── SUPPLIED DATA

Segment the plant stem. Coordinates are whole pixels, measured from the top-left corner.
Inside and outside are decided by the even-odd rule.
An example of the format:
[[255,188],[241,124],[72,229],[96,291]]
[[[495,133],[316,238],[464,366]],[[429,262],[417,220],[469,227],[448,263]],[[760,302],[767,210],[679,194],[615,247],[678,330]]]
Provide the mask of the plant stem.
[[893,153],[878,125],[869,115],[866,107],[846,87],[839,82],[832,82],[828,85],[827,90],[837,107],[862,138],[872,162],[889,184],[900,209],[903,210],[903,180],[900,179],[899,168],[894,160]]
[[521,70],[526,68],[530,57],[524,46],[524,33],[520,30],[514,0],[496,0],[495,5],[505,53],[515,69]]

────

- [EXERCISE]:
Please swap "plant stem" for "flower stalk" everywhere in the items above and write them out again, with everything else left unchanged.

- [TASK RESULT]:
Segment the flower stalk. Coordinates are whole pixels, measured from the top-left corner.
Inside and outside are decided by the even-odd rule.
An example of the format:
[[255,188],[241,124],[72,229],[96,291]]
[[[495,133],[316,238],[464,366]],[[429,262],[417,220],[469,227],[448,263]],[[760,302],[767,210],[679,194],[615,247],[678,330]]]
Provide the mask of the flower stalk.
[[893,153],[878,125],[869,115],[866,107],[846,87],[839,82],[832,82],[828,85],[827,90],[837,107],[862,138],[872,162],[889,184],[900,209],[903,210],[903,180],[900,179],[899,168],[894,160]]
[[521,70],[526,68],[530,57],[524,46],[524,33],[520,30],[514,0],[496,0],[495,5],[505,53],[515,69]]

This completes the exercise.